• _TEXT FOR ANALYSIS_
▼

The Evolution of Visual Speech Recognition: From Deep Spatio-Temporal Modeling to LLM-Guided Reasoning
- Visual speech recognition literature is scattered by model family, lacking an end-to-end view from preprocessing to decoding, so researchers struggle to grasp how the field evolved in distinct stages. Five technological eras and typical architectures were mapped from statistical models and RNN/CNN stacks to Transformers and LLM-guided reasoning, anchoring the manuscript narrative.
- Datasets and benchmarks use inconsistent protocols, mixing controlled vs. in-the-wild and monolingual vs. multilingual settings. A taxonomy over granularity, collection environment, language, and modality was established, plus trends from lab benchmarks to large-scale in-the-wild multilingual evaluation, helping readers locate suitable data and evaluation settings by scenario.
- Method lists alone do not guide deployment; robustness, low-resource languages, label noise, long-form speech, and efficiency remain shared bottlenecks. Open-problems and future-direction chapters were drafted, summarizing environmental adaptability, deployment efficiency, and links to multimodal and large-model trends, yielding a citable systematic reference framework.

▲

• _SUPPLIED ENTRIES_
▼

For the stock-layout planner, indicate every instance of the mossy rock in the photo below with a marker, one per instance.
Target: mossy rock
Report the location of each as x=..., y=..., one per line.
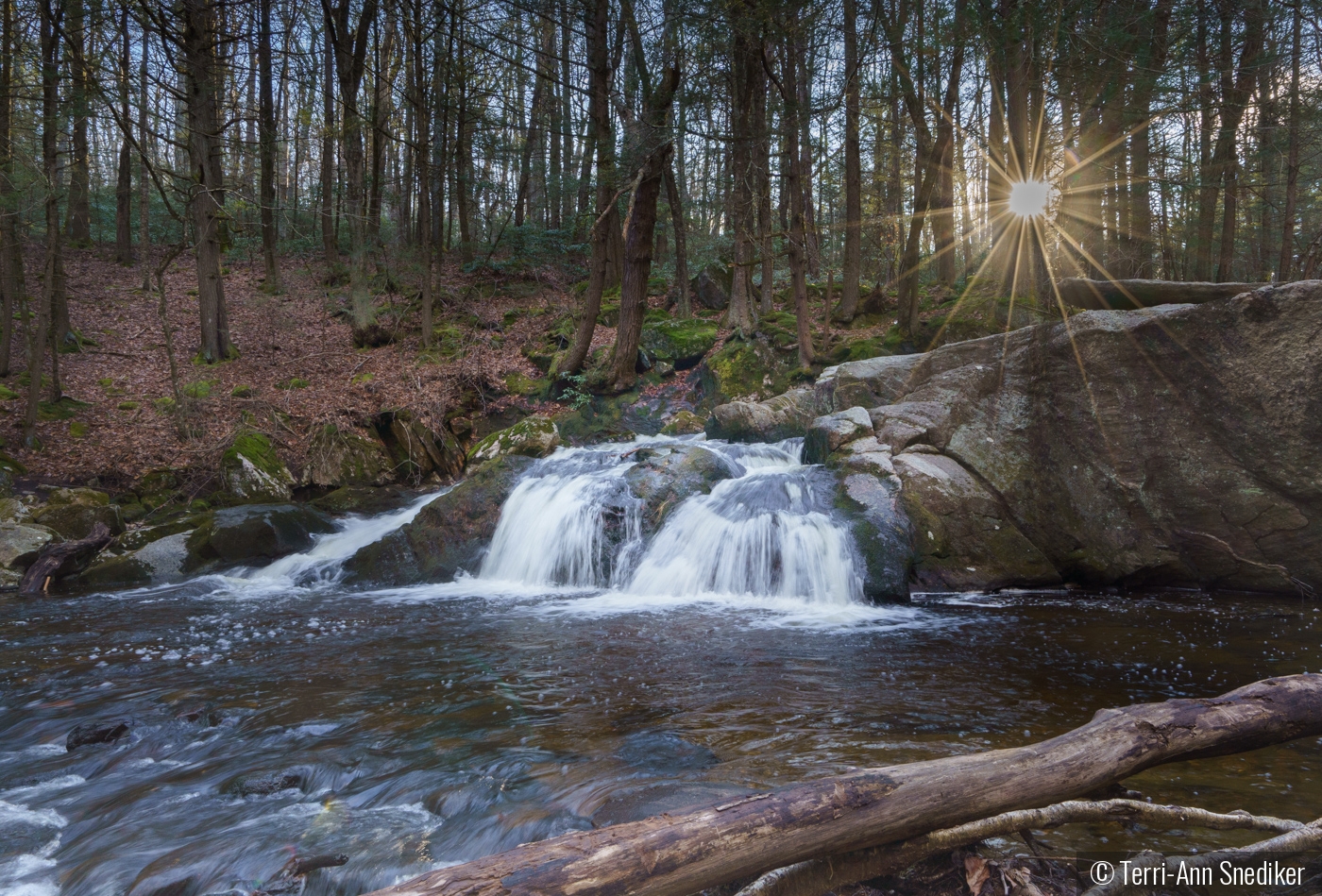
x=253, y=473
x=535, y=436
x=339, y=457
x=61, y=410
x=743, y=369
x=684, y=423
x=517, y=383
x=683, y=343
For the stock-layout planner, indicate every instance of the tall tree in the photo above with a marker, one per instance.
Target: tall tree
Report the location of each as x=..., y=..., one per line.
x=266, y=141
x=350, y=59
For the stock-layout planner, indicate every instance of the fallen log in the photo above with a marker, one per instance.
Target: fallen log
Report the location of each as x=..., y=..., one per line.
x=817, y=876
x=1099, y=295
x=63, y=559
x=676, y=855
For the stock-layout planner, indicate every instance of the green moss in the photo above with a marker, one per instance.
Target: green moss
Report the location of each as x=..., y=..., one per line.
x=683, y=343
x=200, y=389
x=61, y=410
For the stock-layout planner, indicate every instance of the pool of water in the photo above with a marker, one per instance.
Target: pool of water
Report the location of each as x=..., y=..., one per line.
x=422, y=727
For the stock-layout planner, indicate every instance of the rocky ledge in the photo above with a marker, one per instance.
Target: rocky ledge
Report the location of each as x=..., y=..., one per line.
x=1174, y=446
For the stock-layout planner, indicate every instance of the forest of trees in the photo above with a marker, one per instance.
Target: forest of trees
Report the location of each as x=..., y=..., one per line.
x=874, y=145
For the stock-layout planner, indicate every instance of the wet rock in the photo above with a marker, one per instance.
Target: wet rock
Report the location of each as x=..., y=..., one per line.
x=678, y=343
x=159, y=562
x=75, y=521
x=364, y=499
x=20, y=545
x=962, y=534
x=264, y=786
x=449, y=534
x=534, y=436
x=254, y=534
x=783, y=416
x=426, y=450
x=95, y=733
x=830, y=431
x=683, y=423
x=253, y=473
x=339, y=457
x=869, y=499
x=1190, y=455
x=667, y=475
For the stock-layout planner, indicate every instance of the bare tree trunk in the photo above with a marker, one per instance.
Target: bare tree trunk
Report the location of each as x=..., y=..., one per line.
x=850, y=270
x=204, y=149
x=266, y=138
x=674, y=855
x=144, y=234
x=1292, y=165
x=681, y=244
x=607, y=217
x=50, y=23
x=328, y=154
x=10, y=254
x=125, y=175
x=79, y=211
x=793, y=185
x=350, y=57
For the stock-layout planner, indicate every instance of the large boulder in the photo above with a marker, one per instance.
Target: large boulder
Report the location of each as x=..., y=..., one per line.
x=253, y=473
x=254, y=534
x=1169, y=446
x=447, y=535
x=664, y=476
x=159, y=562
x=73, y=513
x=680, y=343
x=339, y=457
x=534, y=436
x=783, y=416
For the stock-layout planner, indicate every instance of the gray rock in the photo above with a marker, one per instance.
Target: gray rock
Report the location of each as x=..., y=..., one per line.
x=830, y=431
x=254, y=534
x=22, y=543
x=449, y=534
x=1169, y=446
x=783, y=416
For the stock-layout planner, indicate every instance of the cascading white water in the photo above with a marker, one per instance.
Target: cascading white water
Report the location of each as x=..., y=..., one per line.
x=324, y=559
x=572, y=523
x=767, y=532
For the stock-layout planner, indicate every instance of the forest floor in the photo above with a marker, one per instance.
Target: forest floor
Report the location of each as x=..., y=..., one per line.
x=297, y=365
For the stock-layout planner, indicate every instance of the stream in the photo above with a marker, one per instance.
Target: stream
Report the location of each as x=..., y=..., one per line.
x=582, y=677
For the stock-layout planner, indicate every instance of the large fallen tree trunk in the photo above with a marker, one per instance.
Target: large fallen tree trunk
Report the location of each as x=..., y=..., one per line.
x=677, y=855
x=63, y=559
x=1097, y=295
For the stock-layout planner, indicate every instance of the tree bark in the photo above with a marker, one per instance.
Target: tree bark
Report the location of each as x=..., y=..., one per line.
x=125, y=174
x=204, y=151
x=850, y=270
x=1081, y=293
x=350, y=57
x=607, y=217
x=1292, y=165
x=674, y=855
x=266, y=138
x=79, y=211
x=328, y=152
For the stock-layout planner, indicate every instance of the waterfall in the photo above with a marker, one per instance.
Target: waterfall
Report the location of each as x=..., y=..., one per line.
x=571, y=522
x=769, y=532
x=323, y=561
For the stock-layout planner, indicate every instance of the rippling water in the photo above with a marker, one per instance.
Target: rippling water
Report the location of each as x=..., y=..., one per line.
x=412, y=728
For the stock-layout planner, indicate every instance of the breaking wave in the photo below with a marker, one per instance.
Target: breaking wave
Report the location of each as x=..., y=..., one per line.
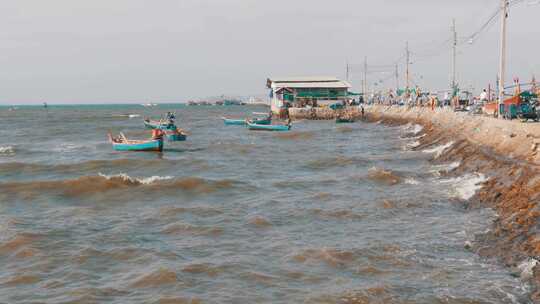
x=466, y=186
x=335, y=161
x=439, y=150
x=412, y=129
x=129, y=179
x=7, y=151
x=383, y=176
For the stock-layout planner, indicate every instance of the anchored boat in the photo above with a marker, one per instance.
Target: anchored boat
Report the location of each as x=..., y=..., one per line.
x=259, y=127
x=158, y=124
x=175, y=135
x=121, y=143
x=345, y=120
x=234, y=122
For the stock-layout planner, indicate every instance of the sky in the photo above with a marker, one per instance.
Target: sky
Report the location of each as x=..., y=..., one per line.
x=116, y=51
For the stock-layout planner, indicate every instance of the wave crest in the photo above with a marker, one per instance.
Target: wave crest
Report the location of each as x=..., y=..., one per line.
x=439, y=150
x=7, y=151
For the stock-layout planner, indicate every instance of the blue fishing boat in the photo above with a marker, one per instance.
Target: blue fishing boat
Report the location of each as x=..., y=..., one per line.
x=258, y=127
x=261, y=121
x=175, y=135
x=159, y=124
x=234, y=122
x=121, y=143
x=345, y=120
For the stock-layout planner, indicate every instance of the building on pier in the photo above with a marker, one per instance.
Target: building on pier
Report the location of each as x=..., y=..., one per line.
x=299, y=92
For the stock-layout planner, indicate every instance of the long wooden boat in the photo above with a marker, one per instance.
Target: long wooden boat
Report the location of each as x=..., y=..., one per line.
x=261, y=121
x=124, y=144
x=157, y=124
x=234, y=122
x=344, y=120
x=175, y=135
x=258, y=127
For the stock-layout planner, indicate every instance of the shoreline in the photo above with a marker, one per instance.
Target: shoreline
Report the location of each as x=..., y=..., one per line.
x=507, y=154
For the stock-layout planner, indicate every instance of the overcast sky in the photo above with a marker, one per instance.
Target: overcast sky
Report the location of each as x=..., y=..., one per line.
x=98, y=51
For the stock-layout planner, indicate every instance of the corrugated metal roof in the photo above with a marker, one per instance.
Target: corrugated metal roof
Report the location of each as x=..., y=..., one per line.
x=304, y=79
x=323, y=85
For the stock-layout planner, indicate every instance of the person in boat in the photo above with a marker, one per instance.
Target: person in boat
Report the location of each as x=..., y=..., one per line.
x=157, y=134
x=171, y=116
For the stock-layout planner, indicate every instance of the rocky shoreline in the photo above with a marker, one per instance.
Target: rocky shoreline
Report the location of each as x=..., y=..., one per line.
x=506, y=153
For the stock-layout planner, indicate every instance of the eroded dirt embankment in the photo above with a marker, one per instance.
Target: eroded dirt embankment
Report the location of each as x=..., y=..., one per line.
x=507, y=153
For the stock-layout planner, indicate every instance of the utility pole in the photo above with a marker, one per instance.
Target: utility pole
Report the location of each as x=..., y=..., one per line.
x=397, y=78
x=502, y=64
x=454, y=54
x=407, y=55
x=365, y=75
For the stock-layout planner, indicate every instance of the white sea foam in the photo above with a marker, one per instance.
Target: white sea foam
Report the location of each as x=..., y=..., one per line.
x=411, y=181
x=465, y=187
x=7, y=150
x=439, y=150
x=413, y=144
x=143, y=181
x=527, y=267
x=414, y=129
x=447, y=167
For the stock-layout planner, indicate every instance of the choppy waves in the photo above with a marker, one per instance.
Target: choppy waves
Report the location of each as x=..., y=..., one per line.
x=7, y=151
x=94, y=184
x=439, y=150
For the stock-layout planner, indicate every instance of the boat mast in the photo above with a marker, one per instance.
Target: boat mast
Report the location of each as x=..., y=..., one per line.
x=365, y=76
x=502, y=62
x=397, y=78
x=454, y=54
x=407, y=55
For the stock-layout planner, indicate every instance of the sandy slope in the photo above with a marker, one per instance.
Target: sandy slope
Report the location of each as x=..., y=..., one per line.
x=504, y=151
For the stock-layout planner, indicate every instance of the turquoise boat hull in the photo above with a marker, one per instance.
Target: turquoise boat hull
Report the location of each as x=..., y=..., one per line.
x=157, y=125
x=344, y=120
x=150, y=145
x=261, y=121
x=176, y=137
x=258, y=127
x=234, y=122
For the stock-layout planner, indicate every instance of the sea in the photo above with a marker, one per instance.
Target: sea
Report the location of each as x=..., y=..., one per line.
x=325, y=213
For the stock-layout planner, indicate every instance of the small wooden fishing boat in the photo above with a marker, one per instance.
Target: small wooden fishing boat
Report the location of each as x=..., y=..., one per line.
x=261, y=121
x=158, y=124
x=259, y=127
x=121, y=143
x=345, y=120
x=234, y=122
x=175, y=135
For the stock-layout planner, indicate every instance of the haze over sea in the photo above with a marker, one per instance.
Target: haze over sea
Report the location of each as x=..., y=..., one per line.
x=325, y=213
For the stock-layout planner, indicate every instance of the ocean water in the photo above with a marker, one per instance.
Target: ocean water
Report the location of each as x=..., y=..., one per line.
x=325, y=213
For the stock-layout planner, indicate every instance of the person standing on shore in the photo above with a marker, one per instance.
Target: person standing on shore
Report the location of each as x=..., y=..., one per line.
x=483, y=96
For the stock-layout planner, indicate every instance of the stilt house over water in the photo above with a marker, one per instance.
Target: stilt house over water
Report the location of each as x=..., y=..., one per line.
x=299, y=92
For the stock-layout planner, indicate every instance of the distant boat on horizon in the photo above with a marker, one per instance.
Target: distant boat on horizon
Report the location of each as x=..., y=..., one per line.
x=148, y=105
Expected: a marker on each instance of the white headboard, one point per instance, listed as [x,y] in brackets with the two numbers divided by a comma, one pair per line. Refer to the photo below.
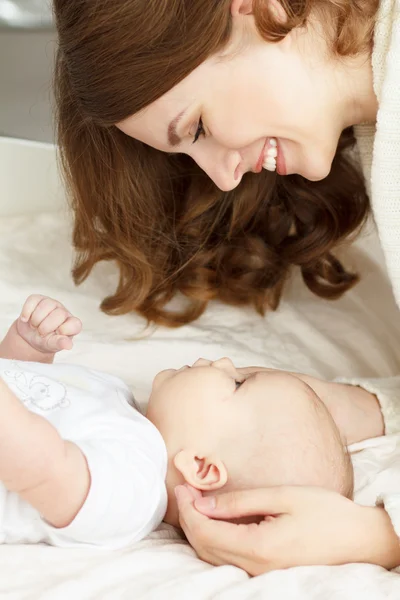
[29,180]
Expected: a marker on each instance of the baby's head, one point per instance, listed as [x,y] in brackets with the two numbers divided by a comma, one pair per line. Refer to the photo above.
[226,429]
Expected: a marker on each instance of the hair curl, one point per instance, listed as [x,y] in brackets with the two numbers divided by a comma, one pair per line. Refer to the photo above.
[158,216]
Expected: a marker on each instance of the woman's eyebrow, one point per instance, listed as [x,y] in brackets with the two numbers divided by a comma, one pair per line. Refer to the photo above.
[173,137]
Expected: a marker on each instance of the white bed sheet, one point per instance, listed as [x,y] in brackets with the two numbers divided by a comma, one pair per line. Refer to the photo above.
[358,335]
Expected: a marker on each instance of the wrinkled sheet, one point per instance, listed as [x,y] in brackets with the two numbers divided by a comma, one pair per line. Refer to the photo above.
[356,336]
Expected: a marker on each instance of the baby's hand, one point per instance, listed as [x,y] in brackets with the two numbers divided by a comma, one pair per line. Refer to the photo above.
[46,325]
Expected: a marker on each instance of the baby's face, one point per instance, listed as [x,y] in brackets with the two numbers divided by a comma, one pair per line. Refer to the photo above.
[228,428]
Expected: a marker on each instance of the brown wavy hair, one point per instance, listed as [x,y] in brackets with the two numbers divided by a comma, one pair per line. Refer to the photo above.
[168,228]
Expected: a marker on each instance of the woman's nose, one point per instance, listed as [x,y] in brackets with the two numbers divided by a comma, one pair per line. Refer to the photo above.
[219,163]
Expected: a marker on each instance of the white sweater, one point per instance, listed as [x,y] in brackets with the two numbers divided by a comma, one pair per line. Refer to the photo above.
[380,156]
[380,145]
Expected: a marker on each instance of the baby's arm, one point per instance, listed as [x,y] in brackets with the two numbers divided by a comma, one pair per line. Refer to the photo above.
[43,328]
[35,462]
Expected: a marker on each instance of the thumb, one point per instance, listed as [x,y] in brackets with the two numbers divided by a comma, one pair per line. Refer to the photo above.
[242,503]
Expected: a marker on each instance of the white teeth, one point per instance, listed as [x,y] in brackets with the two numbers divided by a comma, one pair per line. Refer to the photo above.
[270,164]
[272,153]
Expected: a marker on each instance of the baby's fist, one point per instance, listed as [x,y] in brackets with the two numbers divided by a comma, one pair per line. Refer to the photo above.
[46,325]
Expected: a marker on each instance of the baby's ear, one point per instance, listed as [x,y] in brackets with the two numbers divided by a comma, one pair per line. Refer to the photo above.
[201,472]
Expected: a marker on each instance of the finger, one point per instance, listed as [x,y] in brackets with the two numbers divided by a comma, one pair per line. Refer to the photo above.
[42,310]
[241,503]
[72,326]
[53,321]
[219,542]
[200,527]
[56,342]
[29,306]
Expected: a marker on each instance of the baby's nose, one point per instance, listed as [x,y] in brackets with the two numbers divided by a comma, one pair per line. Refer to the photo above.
[225,364]
[202,362]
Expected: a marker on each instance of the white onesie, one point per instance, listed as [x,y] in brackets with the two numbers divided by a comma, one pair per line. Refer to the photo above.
[126,455]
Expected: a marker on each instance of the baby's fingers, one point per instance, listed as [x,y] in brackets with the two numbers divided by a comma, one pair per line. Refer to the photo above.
[72,326]
[30,304]
[50,322]
[56,342]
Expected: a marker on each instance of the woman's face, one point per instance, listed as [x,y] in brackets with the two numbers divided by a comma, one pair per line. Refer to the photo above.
[226,111]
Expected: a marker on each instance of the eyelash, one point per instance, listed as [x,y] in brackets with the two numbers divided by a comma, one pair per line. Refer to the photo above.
[200,131]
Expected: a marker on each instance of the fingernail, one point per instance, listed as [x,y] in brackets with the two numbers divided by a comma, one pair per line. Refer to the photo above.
[206,503]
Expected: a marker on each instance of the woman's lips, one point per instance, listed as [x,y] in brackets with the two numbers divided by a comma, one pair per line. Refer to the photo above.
[260,162]
[280,160]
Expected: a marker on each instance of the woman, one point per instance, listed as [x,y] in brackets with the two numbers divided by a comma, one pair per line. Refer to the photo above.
[206,147]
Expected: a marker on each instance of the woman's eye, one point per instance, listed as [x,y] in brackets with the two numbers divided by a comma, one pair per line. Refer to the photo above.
[200,131]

▲

• _EXERCISE SET_
(1) In the visual speech recognition text, how many technological eras were mapped?
(2) Reproduce the portion of the visual speech recognition text that opens with the words containing "- Datasets and" and closes with "systematic reference framework.".

• _EXERCISE ANSWERS_
(1) Five technological eras.

(2)
- Datasets and benchmarks use inconsistent protocols, mixing controlled vs. in-the-wild and monolingual vs. multilingual settings. A taxonomy over granularity, collection environment, language, and modality was established, plus trends from lab benchmarks to large-scale in-the-wild multilingual evaluation, helping readers locate suitable data and evaluation settings by scenario.
- Method lists alone do not guide deployment; robustness, low-resource languages, label noise, long-form speech, and efficiency remain shared bottlenecks. Open-problems and future-direction chapters were drafted, summarizing environmental adaptability, deployment efficiency, and links to multimodal and large-model trends, yielding a citable systematic reference framework.